__Input data__:
╭──

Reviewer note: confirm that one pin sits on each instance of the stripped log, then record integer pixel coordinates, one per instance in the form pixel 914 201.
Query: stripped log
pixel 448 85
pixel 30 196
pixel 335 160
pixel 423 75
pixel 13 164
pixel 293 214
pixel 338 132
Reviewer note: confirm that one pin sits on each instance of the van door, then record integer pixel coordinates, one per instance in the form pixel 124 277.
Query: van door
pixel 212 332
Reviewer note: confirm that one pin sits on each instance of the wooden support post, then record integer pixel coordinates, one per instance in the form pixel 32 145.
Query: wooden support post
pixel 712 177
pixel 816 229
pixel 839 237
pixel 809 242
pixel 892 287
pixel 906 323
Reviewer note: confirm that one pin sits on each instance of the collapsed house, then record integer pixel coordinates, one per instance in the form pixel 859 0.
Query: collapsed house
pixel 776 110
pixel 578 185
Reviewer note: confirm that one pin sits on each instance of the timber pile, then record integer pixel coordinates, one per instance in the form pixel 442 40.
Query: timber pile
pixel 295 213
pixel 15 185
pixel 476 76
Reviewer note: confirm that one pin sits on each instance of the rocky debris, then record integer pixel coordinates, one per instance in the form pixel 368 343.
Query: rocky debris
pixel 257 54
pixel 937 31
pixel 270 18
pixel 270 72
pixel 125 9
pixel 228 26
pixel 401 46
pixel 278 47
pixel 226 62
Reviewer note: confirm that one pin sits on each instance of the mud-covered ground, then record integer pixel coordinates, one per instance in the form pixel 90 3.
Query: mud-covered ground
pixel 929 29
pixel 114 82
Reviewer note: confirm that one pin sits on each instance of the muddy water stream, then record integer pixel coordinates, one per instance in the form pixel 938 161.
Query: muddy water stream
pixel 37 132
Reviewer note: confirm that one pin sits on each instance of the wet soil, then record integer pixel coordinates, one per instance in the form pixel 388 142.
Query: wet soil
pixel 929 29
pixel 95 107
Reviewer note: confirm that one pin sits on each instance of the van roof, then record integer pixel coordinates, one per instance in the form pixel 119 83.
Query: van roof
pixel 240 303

╰──

__What you need to do__: Please give back exactly the lines of the listing above that run from the one containing "pixel 124 277." through the one containing "pixel 368 343.", and only those.

__Answer box__:
Reviewer note: confirm that one pin sits on each instance of the van door, then record integer pixel coordinates, one per instance in the form pixel 124 277.
Query: van door
pixel 212 332
Reviewer note: confirm that one pin sits on each instance of the wooden support post, then record integer pixel coordinates, one per instance in the form pixel 32 145.
Query: wooden support post
pixel 712 177
pixel 816 229
pixel 839 237
pixel 809 242
pixel 892 287
pixel 906 323
Reviewer note: confirm that one pin sits on each instance of the collapsed house, then record integer pixel coordinates, one per instance in the form pixel 859 0.
Query: collapsed house
pixel 776 110
pixel 578 185
Reviewer note: confirm that one pin sits on each instance of the timber pile, then record integer pixel coordinates, one per instance in the form pixel 442 40.
Query: timber pile
pixel 295 213
pixel 15 185
pixel 476 76
Reviewer note: confirm that one pin sits on each instance of the rocky debris, then record integer pixel coordinates, one per instance in the form pixel 368 343.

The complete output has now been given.